(Entries from a pointing dataset)
/---

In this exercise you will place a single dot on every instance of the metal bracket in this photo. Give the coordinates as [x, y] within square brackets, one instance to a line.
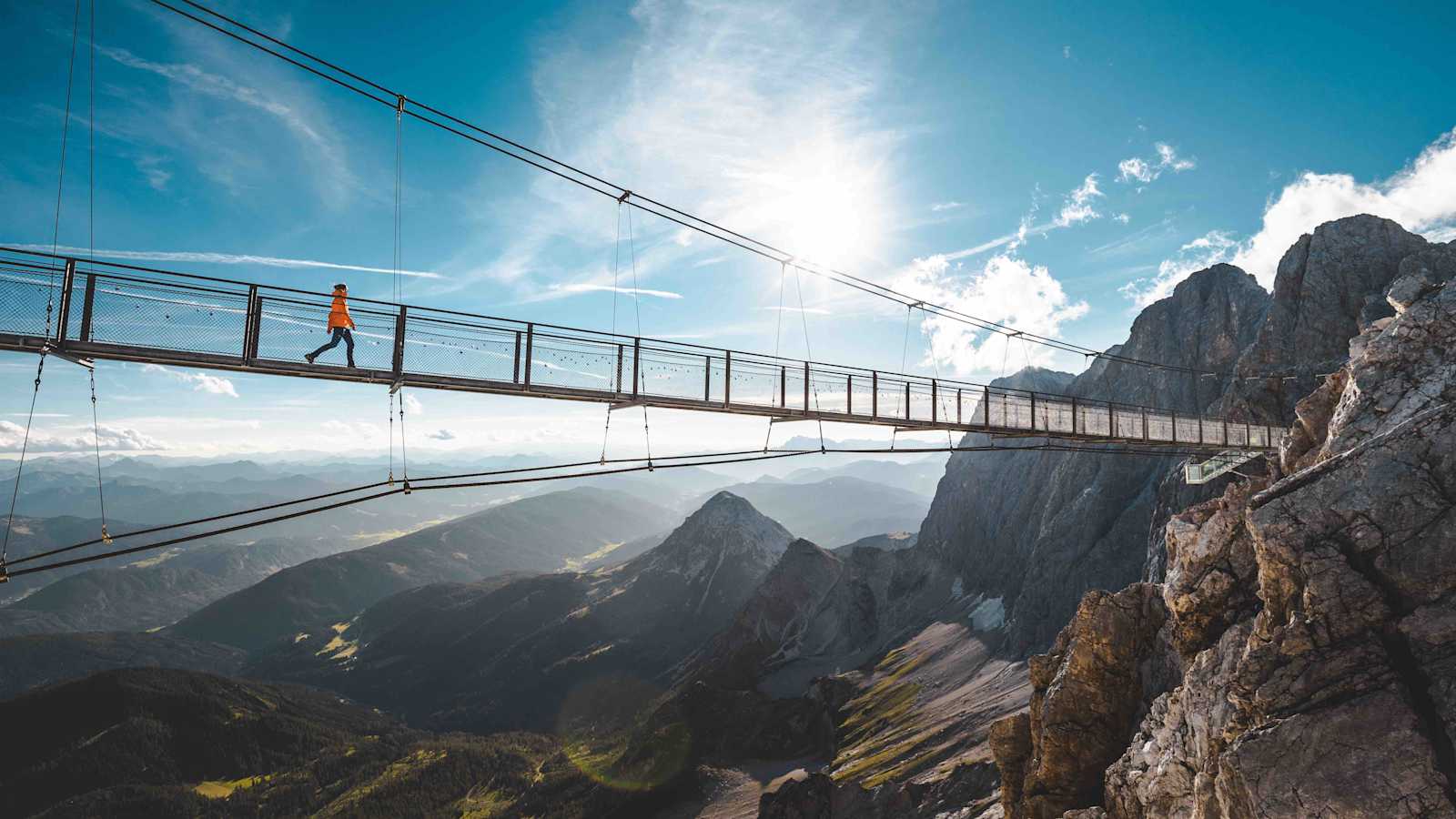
[65, 356]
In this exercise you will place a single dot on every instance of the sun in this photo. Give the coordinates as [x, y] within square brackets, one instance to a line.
[827, 205]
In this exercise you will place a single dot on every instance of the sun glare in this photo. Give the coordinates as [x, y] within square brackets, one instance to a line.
[827, 205]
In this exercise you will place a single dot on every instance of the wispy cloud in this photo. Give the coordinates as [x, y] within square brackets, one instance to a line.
[200, 257]
[1077, 206]
[812, 310]
[201, 382]
[327, 152]
[1421, 197]
[562, 290]
[1139, 169]
[109, 438]
[1006, 290]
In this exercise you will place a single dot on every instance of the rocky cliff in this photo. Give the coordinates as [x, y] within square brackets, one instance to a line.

\---

**Given task:**
Rewrite all of the material above, requests included, scaling every coordinate in the answers by 1.05 and rounding to whole numbers with halves rounded up. Omit the pictures.

**Result of the task:**
In this exercise you will place a single dot on every instance of the metal bracket in this photo. Give the coordinates as [x, y] within square brackets, one instance to a line.
[68, 374]
In this exercise you will place a single dot on every instance of the sun in this photo. Give the coordinates as [x, y] within square brackets, one instance to a line.
[868, 215]
In this exercise you will place a single dot on every instance of the sun glare in this photo. Give the coordinates as [x, y] within square brackets, one instance to a line.
[868, 215]
In this exercise you will place a single dot on every instance of the wispy cloud in this photo. Give the coordinates as [x, y] within square brackets, one instance to a line.
[210, 270]
[1131, 216]
[853, 326]
[211, 401]
[343, 160]
[1492, 207]
[590, 305]
[1196, 177]
[114, 460]
[1056, 305]
In this exercise you will place a single dot on every instance of the rocky cliff in this photo. Give the coordinates as [x, y] within square brackets, one instance to a line.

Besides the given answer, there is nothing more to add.